WORK TO BE COMPLETED
A verbatim copy of the entries is the required answer.

(Segmentation mask data)
---

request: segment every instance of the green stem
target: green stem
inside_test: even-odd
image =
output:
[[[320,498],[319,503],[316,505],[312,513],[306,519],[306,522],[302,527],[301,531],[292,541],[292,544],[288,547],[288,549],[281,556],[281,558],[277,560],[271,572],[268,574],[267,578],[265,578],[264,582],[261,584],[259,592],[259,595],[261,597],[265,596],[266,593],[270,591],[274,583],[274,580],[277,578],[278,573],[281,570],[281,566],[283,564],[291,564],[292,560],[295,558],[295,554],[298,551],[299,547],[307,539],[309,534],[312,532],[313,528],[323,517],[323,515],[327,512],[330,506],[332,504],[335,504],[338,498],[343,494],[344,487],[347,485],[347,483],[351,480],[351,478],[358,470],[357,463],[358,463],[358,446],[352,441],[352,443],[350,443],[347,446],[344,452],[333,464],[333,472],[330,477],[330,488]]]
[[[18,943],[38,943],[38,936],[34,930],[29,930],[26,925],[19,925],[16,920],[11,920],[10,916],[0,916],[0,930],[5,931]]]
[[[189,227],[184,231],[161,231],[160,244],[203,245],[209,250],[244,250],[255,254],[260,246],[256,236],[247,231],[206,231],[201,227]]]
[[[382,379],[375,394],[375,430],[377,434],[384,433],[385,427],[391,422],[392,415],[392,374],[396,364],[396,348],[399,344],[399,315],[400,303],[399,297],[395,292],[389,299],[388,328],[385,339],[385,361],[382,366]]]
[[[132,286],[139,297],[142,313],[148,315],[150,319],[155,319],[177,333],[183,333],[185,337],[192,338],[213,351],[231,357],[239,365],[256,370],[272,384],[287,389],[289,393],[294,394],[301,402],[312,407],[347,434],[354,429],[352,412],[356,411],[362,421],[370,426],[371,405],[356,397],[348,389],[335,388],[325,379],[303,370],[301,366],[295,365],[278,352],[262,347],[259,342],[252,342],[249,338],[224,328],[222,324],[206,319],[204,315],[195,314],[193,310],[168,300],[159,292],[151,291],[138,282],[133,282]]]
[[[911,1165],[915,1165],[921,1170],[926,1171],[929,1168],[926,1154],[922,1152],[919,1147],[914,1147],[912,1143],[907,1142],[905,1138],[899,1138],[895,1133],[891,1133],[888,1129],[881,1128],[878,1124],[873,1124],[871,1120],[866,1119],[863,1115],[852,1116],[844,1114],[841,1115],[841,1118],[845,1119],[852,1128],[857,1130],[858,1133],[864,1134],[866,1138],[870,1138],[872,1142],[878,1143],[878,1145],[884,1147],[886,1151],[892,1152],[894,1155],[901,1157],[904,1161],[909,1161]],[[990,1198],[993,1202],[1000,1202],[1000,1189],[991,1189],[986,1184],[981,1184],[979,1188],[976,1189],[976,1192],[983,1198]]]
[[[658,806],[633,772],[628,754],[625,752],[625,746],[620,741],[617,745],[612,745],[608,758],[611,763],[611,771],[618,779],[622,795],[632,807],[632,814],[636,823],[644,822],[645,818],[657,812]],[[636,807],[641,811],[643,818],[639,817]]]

---

TASK OUTPUT
request: segment every instance of the green stem
target: green stem
inside_test: even-odd
image =
output:
[[[320,498],[319,503],[316,505],[312,513],[306,519],[306,522],[302,527],[301,531],[292,541],[292,544],[288,547],[288,549],[281,556],[281,558],[277,560],[271,572],[268,574],[267,578],[265,578],[264,582],[261,584],[259,592],[259,595],[261,597],[265,596],[266,593],[270,591],[274,583],[274,580],[277,578],[278,573],[281,570],[281,566],[283,564],[291,564],[292,560],[295,558],[295,554],[298,551],[299,547],[307,539],[309,534],[312,532],[313,528],[323,517],[323,515],[327,512],[330,506],[332,504],[335,504],[338,498],[343,494],[344,487],[347,485],[347,483],[351,480],[351,478],[358,470],[357,463],[358,463],[358,446],[352,441],[352,443],[350,443],[347,446],[344,452],[333,464],[333,472],[330,477],[330,488]]]
[[[18,943],[38,943],[38,936],[34,930],[29,930],[26,925],[19,925],[16,920],[11,920],[10,916],[0,916],[0,930],[5,931]]]
[[[189,227],[184,231],[161,231],[160,244],[203,245],[209,250],[244,250],[255,254],[260,246],[256,236],[247,231],[206,231],[201,227]]]
[[[382,379],[375,394],[375,430],[377,434],[384,433],[385,427],[391,422],[392,415],[392,374],[396,364],[396,348],[399,344],[399,315],[400,303],[399,297],[395,292],[389,299],[388,328],[385,339],[385,361],[382,366]]]
[[[132,286],[139,297],[142,313],[148,315],[150,319],[155,319],[177,333],[183,333],[185,337],[192,338],[213,351],[231,357],[239,365],[256,370],[272,384],[287,389],[289,393],[294,394],[301,402],[312,407],[347,434],[354,429],[352,412],[356,411],[362,421],[370,426],[371,405],[356,397],[348,389],[335,388],[325,379],[303,370],[301,366],[295,365],[278,352],[262,347],[259,342],[252,342],[249,338],[224,328],[222,324],[206,319],[204,315],[195,314],[193,310],[168,300],[159,292],[151,291],[138,282],[133,282]]]
[[[911,1165],[915,1165],[921,1170],[926,1171],[929,1168],[926,1154],[922,1152],[919,1147],[914,1147],[912,1143],[907,1142],[905,1138],[899,1138],[895,1133],[891,1133],[888,1129],[881,1128],[878,1124],[873,1124],[871,1120],[866,1119],[863,1115],[852,1116],[844,1114],[841,1115],[841,1118],[845,1119],[852,1128],[857,1130],[858,1133],[864,1134],[866,1138],[870,1138],[872,1142],[878,1143],[878,1145],[884,1147],[886,1151],[892,1152],[894,1155],[901,1157],[904,1161],[909,1161]],[[990,1198],[993,1202],[1000,1202],[1000,1189],[991,1189],[986,1184],[981,1184],[979,1188],[976,1189],[976,1192],[983,1198]]]
[[[658,806],[633,772],[628,754],[625,752],[625,746],[620,741],[617,745],[612,745],[608,758],[611,763],[611,771],[618,779],[622,795],[632,807],[632,814],[636,823],[644,822],[645,818],[657,812]],[[636,807],[641,811],[643,818],[639,817]]]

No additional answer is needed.